TASK STATEMENT >>
Reproduce the George Dawson text below word for word, from "American writer (1898–2001)" to "a 7th-grade curriculum.".

═══ EXCERPTED TEXT ═══

- Born: January 19, 1898 Marshall, Texas, U.S.
- Died: July 5, 2001 (aged 103) Dallas, Texas, U.S.
- Children: 7

= George Dawson (author) =

American writer (1898–2001)

George Dawson (January 19, 1898 – July 5, 2001) was called "America's favorite poster child for literacy" after learning to read at the age of 98. His life story, Life Is So Good, was published in 2000.

A Texas middle school was named in his honor in 2002; twenty years later the same school placed his autobiography under review because it dealt with civil rights topics, which some community members argued were inappropriate for inclusion in a 7th-grade curriculum.

═══ DATA UNDER STUDY ═══

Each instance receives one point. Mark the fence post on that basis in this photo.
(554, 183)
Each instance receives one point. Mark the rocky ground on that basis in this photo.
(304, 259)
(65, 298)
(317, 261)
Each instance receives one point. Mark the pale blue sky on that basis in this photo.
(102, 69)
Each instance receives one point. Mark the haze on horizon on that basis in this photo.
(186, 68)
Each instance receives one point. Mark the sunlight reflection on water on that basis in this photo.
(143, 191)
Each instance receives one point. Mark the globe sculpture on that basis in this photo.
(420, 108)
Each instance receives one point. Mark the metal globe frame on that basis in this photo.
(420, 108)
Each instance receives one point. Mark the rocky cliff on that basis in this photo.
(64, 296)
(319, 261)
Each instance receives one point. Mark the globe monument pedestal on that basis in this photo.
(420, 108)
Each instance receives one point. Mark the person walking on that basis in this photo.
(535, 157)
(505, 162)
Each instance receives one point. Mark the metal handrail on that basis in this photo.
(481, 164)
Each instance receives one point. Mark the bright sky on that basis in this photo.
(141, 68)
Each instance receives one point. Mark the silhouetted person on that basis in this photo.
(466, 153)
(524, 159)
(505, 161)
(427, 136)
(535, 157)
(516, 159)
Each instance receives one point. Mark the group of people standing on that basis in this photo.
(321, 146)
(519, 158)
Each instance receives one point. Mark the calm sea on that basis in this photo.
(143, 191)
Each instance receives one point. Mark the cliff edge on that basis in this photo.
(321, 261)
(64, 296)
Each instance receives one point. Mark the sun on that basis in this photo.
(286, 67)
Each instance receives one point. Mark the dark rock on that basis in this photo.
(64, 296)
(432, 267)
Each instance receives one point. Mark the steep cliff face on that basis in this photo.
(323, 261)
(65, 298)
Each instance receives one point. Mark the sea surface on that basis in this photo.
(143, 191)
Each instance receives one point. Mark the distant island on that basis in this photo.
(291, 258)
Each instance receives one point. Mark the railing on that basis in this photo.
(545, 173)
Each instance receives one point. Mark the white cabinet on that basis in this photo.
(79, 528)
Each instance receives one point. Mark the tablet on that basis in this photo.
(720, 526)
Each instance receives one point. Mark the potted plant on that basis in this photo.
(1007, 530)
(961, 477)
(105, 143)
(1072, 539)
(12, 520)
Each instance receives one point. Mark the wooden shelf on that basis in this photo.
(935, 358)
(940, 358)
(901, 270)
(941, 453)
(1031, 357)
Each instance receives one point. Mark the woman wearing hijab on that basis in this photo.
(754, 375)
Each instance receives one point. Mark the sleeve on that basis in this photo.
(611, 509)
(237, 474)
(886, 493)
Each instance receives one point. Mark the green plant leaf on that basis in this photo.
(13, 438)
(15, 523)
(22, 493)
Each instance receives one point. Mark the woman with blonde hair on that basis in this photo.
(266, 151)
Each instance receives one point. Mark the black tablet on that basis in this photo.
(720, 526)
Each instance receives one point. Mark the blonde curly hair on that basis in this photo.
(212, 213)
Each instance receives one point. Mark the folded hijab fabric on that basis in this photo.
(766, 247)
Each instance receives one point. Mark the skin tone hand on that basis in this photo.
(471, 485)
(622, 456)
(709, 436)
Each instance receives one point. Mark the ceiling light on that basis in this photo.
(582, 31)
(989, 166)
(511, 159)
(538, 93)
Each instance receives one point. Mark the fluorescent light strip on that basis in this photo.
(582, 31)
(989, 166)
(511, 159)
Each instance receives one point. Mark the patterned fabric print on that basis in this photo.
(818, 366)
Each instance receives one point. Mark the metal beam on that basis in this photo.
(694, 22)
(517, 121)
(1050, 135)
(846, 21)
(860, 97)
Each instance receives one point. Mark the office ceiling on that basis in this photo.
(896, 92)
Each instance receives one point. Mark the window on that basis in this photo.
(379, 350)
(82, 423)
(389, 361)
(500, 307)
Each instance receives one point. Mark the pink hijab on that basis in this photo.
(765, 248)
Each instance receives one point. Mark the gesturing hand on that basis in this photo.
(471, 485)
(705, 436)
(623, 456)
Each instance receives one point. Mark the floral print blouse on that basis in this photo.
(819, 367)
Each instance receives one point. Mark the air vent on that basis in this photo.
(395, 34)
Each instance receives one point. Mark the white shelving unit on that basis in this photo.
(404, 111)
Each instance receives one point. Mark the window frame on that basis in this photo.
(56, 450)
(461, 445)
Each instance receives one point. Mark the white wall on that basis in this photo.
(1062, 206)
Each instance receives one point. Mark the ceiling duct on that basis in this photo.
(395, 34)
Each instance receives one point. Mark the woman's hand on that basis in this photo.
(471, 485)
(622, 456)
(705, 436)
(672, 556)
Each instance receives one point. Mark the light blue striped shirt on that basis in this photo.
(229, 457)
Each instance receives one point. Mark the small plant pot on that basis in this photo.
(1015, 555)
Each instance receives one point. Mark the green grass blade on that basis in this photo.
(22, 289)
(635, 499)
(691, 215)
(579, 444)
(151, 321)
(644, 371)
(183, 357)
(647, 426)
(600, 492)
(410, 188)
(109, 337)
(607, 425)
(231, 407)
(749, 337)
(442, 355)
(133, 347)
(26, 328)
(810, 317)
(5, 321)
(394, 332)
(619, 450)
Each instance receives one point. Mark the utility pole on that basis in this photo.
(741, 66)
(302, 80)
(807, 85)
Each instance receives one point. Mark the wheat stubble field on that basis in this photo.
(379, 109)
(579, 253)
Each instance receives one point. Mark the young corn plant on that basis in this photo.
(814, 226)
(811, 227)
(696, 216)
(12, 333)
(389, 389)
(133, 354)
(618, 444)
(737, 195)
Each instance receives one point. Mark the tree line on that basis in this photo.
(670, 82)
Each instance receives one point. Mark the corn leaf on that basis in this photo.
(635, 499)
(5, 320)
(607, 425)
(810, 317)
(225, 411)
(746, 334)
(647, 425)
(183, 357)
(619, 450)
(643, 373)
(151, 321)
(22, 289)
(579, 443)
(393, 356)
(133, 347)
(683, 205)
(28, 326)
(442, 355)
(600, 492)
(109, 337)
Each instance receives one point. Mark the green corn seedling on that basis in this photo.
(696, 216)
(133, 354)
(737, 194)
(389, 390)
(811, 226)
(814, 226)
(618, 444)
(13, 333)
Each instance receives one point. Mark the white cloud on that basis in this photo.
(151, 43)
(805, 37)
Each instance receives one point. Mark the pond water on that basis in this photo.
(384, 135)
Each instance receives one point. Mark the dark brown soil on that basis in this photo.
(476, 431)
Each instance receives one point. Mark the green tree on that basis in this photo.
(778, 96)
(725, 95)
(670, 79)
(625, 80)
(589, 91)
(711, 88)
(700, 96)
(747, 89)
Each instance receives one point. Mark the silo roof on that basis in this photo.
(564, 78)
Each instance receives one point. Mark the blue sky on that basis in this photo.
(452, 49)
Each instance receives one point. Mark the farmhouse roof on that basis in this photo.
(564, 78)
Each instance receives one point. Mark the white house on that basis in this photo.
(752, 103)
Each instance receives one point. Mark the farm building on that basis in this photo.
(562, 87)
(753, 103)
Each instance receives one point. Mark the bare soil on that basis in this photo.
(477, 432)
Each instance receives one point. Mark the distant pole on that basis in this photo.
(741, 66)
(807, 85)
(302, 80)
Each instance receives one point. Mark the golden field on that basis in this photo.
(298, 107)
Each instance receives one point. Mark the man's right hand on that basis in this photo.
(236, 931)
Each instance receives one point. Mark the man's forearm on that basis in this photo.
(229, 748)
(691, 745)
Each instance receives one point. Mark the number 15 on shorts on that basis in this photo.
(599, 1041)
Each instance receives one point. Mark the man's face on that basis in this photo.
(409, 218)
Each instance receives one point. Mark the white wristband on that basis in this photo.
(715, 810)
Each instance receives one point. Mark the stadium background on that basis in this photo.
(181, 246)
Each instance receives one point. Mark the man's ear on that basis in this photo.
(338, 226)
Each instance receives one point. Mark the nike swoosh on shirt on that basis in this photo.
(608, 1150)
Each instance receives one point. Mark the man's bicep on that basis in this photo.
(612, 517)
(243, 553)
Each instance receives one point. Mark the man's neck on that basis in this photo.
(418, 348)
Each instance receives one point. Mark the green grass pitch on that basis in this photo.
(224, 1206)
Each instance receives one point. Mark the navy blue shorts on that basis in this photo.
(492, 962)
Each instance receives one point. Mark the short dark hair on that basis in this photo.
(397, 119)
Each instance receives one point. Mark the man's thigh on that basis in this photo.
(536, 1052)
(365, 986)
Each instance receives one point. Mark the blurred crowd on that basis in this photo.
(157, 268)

═══

WORKED SOLUTION >>
American writer (1898–2001)

George Dawson (January 19, 1898 – July 5, 2001) was called "America's favorite poster child for literacy" after learning to read at the age of 98. His life story, Life Is So Good, was published in 2000.

A Texas middle school was named in his honor in 2002; twenty years later the same school placed his autobiography under review because it dealt with civil rights topics, which some community members argued were inappropriate for inclusion in a 7th-grade curriculum.